» **BACAAN**:
Laman

Selasa, 01 Februari 2011

sejenak bersama Nietzsche

The Will of Power
(yornes_ofm)

1. Pengantar
Dalam melihat realitas di sekitarnya, Frederich Wilhelm Nietzsche (1844—1900) sangsi bahwa ada suatu daya yang mendorong dan selalu menjadi latar belakang setiap tindakan manusia. Dunia atau alam pikiran yang paradoksal (kritis-modern dengan ingin kembali menggali kejayaan masa lalu) adalah konteks kehidupan Nietzsche. Alam pikiran tradisional (mitos) menjadi lawan sengit sekularisasi, rasionalisasi, dan demitologisasi; tetapi, di tengah konteks kehidupan seperti itu, makin banyak orang merefleksikan diri bahwa ada daya yang telah melahirkan ‘kejayaan/kekayaan’ besar di masa lalu (diwakili kebudayan Yunani Klasik), yang harus digali oleh manusia sekarang. Dorongan atau daya penggerak segala tindakan manusia yang telah dimulai di kebudayaan Yunani Klasik (khususnya zaman pra-Sokratik) ini menarik perhatian Nietzsche. Dia yakin daya atau kekuatan itu sudah dibatinkan dalam diri manusia untuk berada dan hidup serta menciptakan suatu tata kehidupan. Ada sesuatu yang membentuk realitas secara aktif. Tampaknya, Nietszche melontarkan salah satu pertanyaan mendasar: apa yang menggerakan manusia untuk berprilaku? Nietzsche yakin, ada daya yang tersembunyi dibalik semua ini. Bertolak dari gagasan Schopenhauer, daya itu dinamakannya ”Kehendak-untuk-Berkuasa” (The Will of Power atau der Wille zur Macht). Dalam buah karyanya seperti Beyond Good and Evil (1886), The Genealogy of Morals (1887), dan bukunya yang belum rampung, The Will of Power, Nietzsche menyatakan bahwa Kehendak-untuk-Berkuasa adalah hakikat dari dunia, hidup, dan ada. Ia adalah hakikat dari segala realitas, dari segala-galanya. Meskipun demikian, dalam ketiga karyanya itu, ia tidak memberikan batasan arti atau ”apa itu...?”(whatness) atau hakikat dari Kehendak-untuk-Berkuasa itu sendiri. Baiklah dalam tulisan ini, saya akan mencoba mengulas kira-kira Kehendak-untuk-Berkuasa macam apakah yang dimaksudkan Nietszche itu.

» **SOAL LATIHAN 1**:
Jawab pertanyaan berikut berdasarkan tulisan tentang Nietzsche:
(a) Pada tahun berapa Nietzsche lahir dan wafat?
(b) Gagasan siapa yang menjadi titik tolak Nietzsche dalam menamai daya itu?
(c) Zaman apa dalam kebudayaan Yunani Klasik yang secara khusus disebut?
» **SOAL LATIHAN 2**:
Tuliskan semua judul karya Nietzsche yang disebut dalam tulisan tentang Nietzsche.
Daftar sesudah bacaan ini tidak diperlukan.

» **KUMPULAN DAFTAR**:

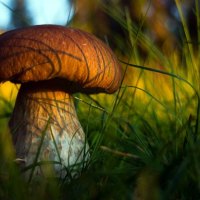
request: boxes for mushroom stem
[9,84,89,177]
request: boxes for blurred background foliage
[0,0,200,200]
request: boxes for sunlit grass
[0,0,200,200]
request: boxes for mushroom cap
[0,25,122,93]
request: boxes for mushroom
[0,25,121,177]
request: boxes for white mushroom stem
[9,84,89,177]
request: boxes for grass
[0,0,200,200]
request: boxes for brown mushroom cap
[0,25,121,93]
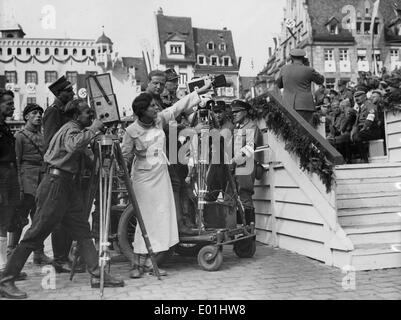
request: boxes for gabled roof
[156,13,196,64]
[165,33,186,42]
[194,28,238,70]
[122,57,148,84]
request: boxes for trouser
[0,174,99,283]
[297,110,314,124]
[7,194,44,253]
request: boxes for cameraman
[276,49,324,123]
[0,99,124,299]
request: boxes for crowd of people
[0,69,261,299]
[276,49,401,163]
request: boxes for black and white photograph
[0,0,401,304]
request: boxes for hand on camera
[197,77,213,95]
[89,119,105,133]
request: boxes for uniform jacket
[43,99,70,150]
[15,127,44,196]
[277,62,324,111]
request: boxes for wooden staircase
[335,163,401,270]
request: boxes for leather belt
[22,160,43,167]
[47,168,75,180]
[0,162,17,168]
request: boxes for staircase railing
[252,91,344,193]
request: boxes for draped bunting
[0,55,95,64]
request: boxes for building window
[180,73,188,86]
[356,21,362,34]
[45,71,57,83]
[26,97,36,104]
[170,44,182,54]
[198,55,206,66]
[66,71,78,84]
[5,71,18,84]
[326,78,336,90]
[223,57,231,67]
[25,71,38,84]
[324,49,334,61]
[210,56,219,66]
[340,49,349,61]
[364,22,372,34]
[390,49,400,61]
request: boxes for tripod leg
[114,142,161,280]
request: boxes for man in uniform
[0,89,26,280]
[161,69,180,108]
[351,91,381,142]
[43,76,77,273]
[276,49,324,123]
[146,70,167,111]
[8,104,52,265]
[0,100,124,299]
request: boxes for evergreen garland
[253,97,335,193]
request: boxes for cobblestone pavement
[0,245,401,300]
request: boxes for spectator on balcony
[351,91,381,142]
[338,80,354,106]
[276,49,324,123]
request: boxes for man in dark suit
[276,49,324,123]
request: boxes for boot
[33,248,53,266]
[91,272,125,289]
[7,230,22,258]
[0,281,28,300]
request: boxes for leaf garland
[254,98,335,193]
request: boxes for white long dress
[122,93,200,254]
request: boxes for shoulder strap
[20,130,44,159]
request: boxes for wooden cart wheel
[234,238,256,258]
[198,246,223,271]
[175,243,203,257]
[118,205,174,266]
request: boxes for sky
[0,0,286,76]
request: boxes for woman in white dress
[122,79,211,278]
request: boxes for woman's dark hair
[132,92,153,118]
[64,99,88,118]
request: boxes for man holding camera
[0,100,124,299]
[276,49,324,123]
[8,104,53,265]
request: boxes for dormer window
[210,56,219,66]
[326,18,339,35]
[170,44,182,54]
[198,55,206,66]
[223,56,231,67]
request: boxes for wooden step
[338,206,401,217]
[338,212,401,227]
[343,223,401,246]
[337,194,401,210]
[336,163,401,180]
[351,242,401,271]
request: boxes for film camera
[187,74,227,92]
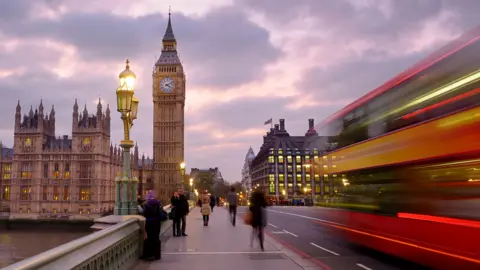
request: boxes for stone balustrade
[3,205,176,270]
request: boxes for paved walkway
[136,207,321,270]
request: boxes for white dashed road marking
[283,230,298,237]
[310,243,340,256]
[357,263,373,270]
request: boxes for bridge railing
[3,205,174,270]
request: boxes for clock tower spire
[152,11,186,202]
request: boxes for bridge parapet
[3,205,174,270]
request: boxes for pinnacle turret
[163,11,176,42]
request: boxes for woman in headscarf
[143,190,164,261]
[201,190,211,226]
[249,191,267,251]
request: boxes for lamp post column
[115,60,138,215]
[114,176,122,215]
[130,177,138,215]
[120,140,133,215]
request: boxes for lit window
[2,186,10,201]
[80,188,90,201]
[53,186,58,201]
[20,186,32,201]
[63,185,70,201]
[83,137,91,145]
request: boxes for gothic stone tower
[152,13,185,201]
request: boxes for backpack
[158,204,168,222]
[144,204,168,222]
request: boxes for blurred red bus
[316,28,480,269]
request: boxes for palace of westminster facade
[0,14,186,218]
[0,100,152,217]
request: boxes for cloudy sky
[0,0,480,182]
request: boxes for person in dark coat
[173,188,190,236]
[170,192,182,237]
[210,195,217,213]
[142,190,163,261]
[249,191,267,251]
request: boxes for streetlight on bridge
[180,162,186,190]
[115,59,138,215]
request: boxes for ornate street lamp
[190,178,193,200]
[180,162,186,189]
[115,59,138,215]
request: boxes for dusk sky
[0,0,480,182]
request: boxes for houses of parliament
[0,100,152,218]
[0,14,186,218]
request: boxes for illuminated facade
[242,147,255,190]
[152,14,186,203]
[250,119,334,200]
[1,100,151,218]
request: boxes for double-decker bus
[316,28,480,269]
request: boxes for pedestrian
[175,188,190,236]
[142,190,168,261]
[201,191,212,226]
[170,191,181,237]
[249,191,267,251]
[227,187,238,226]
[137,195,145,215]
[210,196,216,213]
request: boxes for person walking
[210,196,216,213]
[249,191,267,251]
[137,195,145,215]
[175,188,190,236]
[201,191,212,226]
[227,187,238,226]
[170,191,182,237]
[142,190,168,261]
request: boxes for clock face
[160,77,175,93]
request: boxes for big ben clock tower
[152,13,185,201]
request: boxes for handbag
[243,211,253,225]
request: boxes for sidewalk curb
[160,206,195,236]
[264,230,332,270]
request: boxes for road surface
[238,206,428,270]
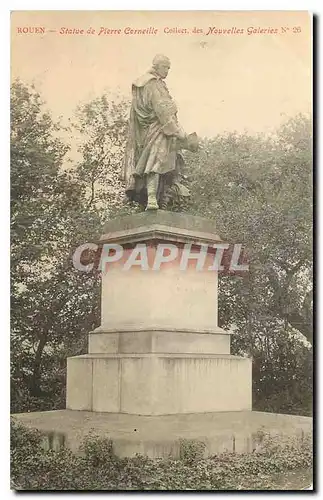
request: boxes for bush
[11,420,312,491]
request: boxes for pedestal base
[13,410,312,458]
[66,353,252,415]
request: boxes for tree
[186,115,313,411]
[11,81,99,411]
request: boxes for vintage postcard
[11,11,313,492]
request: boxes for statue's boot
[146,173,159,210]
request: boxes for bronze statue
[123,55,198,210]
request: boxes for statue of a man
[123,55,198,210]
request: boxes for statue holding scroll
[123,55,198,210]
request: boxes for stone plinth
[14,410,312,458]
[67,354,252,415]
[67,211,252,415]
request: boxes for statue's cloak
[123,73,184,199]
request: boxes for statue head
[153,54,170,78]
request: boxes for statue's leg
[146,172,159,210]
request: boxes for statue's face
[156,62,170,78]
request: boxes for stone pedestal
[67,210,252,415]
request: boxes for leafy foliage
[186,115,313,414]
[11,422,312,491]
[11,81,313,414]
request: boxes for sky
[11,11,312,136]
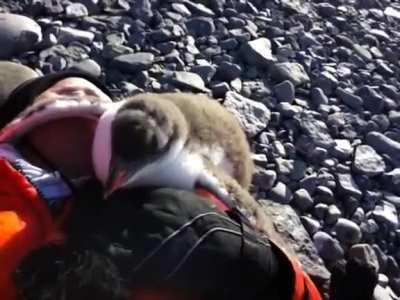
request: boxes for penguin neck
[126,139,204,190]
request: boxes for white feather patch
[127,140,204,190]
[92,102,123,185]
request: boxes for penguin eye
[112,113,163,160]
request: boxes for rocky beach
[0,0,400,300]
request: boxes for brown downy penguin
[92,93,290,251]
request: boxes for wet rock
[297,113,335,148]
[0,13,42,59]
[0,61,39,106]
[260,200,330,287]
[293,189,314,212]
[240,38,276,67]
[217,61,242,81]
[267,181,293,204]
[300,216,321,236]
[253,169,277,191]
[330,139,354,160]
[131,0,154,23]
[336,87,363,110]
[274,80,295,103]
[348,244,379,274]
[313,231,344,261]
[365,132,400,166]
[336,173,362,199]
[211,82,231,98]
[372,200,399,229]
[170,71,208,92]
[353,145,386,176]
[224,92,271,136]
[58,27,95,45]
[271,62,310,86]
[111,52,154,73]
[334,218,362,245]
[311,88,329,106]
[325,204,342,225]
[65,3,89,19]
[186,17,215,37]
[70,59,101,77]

» **JAWABAN YANG DIHARAPKAN 1**:
(a) Nietzsche lahir tahun 1844 dan wafat tahun 1900.
(b) Gagasan Schopenhauer.
(c) Zaman pra-Sokratik.

» **JAWABAN YANG DIHARAPKAN 2**:
- Beyond Good and Evil (1886)
- The Genealogy of Morals (1887)
- The Will of Power (belum rampung)